## [REQUIRED WORK]
Every entry that follows should be reproduced exactly.

## [GIVEN RECORDS]

◆ ◆ ◆ ◆ ◆

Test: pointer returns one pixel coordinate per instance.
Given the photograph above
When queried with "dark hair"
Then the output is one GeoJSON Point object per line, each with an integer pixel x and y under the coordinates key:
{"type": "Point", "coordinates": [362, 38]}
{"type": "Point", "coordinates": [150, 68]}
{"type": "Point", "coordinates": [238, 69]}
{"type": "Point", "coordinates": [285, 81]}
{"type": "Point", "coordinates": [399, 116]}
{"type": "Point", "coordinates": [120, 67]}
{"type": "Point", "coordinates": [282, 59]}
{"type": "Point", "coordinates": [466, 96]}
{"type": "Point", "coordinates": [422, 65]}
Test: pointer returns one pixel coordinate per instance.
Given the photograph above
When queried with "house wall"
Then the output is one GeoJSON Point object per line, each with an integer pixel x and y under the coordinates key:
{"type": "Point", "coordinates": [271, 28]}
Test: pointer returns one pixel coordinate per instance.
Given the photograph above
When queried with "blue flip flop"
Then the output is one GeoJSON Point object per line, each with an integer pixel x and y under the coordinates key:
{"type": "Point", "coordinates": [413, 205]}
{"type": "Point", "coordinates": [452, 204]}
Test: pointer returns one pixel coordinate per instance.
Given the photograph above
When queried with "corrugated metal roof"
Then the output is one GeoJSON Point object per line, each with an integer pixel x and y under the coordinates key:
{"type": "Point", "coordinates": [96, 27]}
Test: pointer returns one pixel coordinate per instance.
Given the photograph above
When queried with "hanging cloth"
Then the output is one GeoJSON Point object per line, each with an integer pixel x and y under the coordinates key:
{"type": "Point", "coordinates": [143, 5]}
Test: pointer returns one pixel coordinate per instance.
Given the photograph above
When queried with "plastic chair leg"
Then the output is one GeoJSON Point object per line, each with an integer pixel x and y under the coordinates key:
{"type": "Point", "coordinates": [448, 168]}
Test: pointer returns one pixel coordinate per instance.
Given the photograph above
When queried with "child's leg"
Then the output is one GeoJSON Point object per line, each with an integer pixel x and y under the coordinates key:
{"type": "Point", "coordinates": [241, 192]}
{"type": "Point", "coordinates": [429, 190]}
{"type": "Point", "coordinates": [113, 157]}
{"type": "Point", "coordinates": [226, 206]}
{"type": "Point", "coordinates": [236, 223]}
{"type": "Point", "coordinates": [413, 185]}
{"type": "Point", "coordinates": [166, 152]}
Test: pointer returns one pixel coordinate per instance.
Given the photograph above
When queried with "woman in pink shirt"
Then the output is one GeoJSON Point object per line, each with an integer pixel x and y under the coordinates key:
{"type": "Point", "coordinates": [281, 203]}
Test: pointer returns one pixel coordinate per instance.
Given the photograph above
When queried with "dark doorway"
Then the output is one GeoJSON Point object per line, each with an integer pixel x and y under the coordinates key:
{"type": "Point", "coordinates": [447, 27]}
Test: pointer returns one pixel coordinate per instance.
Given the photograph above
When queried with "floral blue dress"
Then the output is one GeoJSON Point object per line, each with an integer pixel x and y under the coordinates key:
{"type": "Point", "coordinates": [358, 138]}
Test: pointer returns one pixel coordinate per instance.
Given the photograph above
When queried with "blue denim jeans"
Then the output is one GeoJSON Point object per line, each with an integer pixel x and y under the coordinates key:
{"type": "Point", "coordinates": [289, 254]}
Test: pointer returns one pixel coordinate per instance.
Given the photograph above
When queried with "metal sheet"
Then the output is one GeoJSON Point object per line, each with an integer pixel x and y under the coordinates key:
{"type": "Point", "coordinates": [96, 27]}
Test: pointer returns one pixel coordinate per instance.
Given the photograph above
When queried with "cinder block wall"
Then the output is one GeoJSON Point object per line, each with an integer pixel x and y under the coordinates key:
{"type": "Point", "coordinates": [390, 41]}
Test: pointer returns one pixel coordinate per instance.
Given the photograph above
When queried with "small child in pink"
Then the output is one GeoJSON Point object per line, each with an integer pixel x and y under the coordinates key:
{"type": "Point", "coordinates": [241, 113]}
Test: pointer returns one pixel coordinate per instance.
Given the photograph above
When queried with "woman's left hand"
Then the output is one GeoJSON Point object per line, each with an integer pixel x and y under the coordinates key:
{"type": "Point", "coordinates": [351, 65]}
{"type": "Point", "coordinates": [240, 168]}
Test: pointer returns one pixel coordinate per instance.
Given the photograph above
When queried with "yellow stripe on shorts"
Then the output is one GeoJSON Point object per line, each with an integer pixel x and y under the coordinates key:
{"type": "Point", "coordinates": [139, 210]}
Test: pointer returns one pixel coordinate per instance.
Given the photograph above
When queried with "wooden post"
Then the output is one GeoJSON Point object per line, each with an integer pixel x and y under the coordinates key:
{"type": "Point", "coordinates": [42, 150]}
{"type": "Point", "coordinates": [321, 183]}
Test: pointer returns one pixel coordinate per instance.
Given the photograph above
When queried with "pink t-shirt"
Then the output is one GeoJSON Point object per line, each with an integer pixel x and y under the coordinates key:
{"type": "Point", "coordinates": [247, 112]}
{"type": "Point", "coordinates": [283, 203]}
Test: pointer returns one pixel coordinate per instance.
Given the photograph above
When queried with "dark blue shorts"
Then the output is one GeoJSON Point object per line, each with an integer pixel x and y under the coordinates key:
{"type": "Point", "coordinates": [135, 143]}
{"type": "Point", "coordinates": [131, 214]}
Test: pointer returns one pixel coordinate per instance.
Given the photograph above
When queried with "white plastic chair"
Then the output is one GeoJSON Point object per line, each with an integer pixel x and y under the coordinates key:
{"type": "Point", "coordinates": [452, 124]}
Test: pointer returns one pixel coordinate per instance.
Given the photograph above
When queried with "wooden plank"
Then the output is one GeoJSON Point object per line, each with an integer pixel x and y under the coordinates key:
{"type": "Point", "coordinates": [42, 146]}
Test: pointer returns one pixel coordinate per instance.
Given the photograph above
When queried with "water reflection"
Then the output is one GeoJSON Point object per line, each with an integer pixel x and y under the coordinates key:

◆ ◆ ◆ ◆ ◆

## [RESULT BELOW]
Test: pointer returns one pixel coordinate per instance.
Given the photograph above
When queried with "dark hair"
Then the output is one GeoJSON Point object per line, each with an integer pixel x and y under the coordinates key:
{"type": "Point", "coordinates": [362, 38]}
{"type": "Point", "coordinates": [150, 68]}
{"type": "Point", "coordinates": [238, 69]}
{"type": "Point", "coordinates": [285, 81]}
{"type": "Point", "coordinates": [399, 116]}
{"type": "Point", "coordinates": [120, 67]}
{"type": "Point", "coordinates": [282, 59]}
{"type": "Point", "coordinates": [466, 96]}
{"type": "Point", "coordinates": [422, 65]}
Test: pointer returns one pixel coordinate per instance.
Given the photograph above
When queried with "house wall"
Then the output is one GeoJSON Point object per line, each with an integer pixel x and y under the coordinates key:
{"type": "Point", "coordinates": [271, 28]}
Test: pointer returns one pixel coordinate per instance.
Given the photograph above
When queried with "blue flip flop"
Then the output is one GeoJSON Point object per line, each with an integer pixel x and y under the coordinates key:
{"type": "Point", "coordinates": [413, 205]}
{"type": "Point", "coordinates": [452, 204]}
Test: pointer returns one pixel coordinate per instance.
Given the photograph above
When queried with "corrugated metal roof"
Then the output is one GeoJSON Point object per line, each with an integer pixel x and y under the coordinates key:
{"type": "Point", "coordinates": [96, 27]}
Test: pointer returns one pixel coordinate per instance.
Given the photograph above
When queried with "hanging cloth"
Then the output is one GeoJSON Point object per line, each with an integer pixel x and y under the coordinates key:
{"type": "Point", "coordinates": [143, 5]}
Test: pointer returns one pixel coordinate per instance.
Given the photograph above
When queried with "plastic chair leg"
Then the output is one GeoJSON Point object per line, each with an integer pixel x and y under the coordinates key:
{"type": "Point", "coordinates": [448, 168]}
Test: pointer returns one pixel coordinate per instance.
Given the photograph above
When queried with "child's leg"
Then the output is one GeoJSON Point object per line, each with an integer pixel x and y under the coordinates key:
{"type": "Point", "coordinates": [241, 192]}
{"type": "Point", "coordinates": [429, 190]}
{"type": "Point", "coordinates": [113, 157]}
{"type": "Point", "coordinates": [226, 206]}
{"type": "Point", "coordinates": [236, 223]}
{"type": "Point", "coordinates": [413, 185]}
{"type": "Point", "coordinates": [166, 152]}
Test: pointer returns one pixel coordinate per instance.
Given the photograph above
When queried with "woman in pink shirt"
Then the output is one GeoJSON Point object per line, each with an integer pixel x and y under the coordinates key:
{"type": "Point", "coordinates": [281, 203]}
Test: pointer returns one pixel coordinate per instance.
Given the photograph above
When queried with "dark doorway"
Then the output is one GeoJSON Point object per line, each with an integer pixel x and y under the coordinates key:
{"type": "Point", "coordinates": [447, 27]}
Test: pointer returns one pixel coordinate per instance.
Given the photograph above
When queried with "floral blue dress"
Then the output is one GeoJSON Point object per line, each with an integer pixel x and y under the coordinates key:
{"type": "Point", "coordinates": [358, 138]}
Test: pointer returns one pixel coordinate per instance.
Given the photograph above
When queried with "blue denim jeans"
Then the output is one GeoJSON Point object per line, each with an integer pixel x and y under the coordinates key:
{"type": "Point", "coordinates": [289, 254]}
Test: pointer returns one pixel coordinate per instance.
Given the photograph above
When queried with "metal sheet"
Then the output is one GeoJSON Point object per line, each with an integer pixel x and y under the coordinates key:
{"type": "Point", "coordinates": [96, 27]}
Test: pointer returns one pixel coordinate per instance.
Given the photograph above
When queried with "cinder block wall"
Then the output is one GeoJSON Point object per line, each with an integer pixel x and y under the coordinates key:
{"type": "Point", "coordinates": [390, 41]}
Test: pointer returns one pixel coordinate per instance.
Given the photograph above
When queried with "small child in pink"
Then the output is one GeoJSON Point object per line, each with an integer pixel x and y under the coordinates key:
{"type": "Point", "coordinates": [241, 113]}
Test: pointer returns one pixel coordinate per instance.
Given the photograph above
When queried with "woman's left hand"
Then the output is one GeoJSON Point object per line, each with an integer pixel x and y under the coordinates key:
{"type": "Point", "coordinates": [351, 65]}
{"type": "Point", "coordinates": [240, 168]}
Test: pointer returns one pixel coordinate per instance.
Given the photograph above
When queried with "yellow stripe on shorts"
Then the output is one GeoJSON Point object per line, each with an integer pixel x and y under the coordinates key:
{"type": "Point", "coordinates": [139, 210]}
Test: pointer returns one pixel coordinate per instance.
Given the photograph above
When queried with "wooden post"
Then the output is one GeoJSON Point object per line, each with an integer pixel x and y under the coordinates key:
{"type": "Point", "coordinates": [42, 150]}
{"type": "Point", "coordinates": [321, 183]}
Test: pointer returns one pixel coordinate per instance.
Given the photograph above
When queried with "pink t-shirt"
Then the output is one GeoJSON Point object per line, each with an integer pixel x and y under the coordinates key:
{"type": "Point", "coordinates": [247, 112]}
{"type": "Point", "coordinates": [283, 203]}
Test: pointer returns one pixel coordinate per instance.
Given the photograph above
When queried with "dark blue shorts"
Then the output is one GeoJSON Point object per line, each with an integer pixel x and y under the coordinates key:
{"type": "Point", "coordinates": [135, 143]}
{"type": "Point", "coordinates": [131, 214]}
Test: pointer returns one pixel coordinate per instance.
Given the photograph above
When queried with "white plastic chair"
Then the output is one GeoJSON Point object per line, each with an integer pixel x and y under the coordinates key:
{"type": "Point", "coordinates": [452, 124]}
Test: pointer returns one pixel coordinate per instance.
Given the photograph above
When queried with "wooden plank"
Then the output is one GeoJSON Point object per line, each with an integer pixel x and y under the coordinates key:
{"type": "Point", "coordinates": [42, 146]}
Test: pointer returns one pixel coordinate per instance.
Given the photograph above
When queried with "water reflection"
Then the output is one GeoJSON Point object per line, each with an integer pixel x and y under the coordinates key:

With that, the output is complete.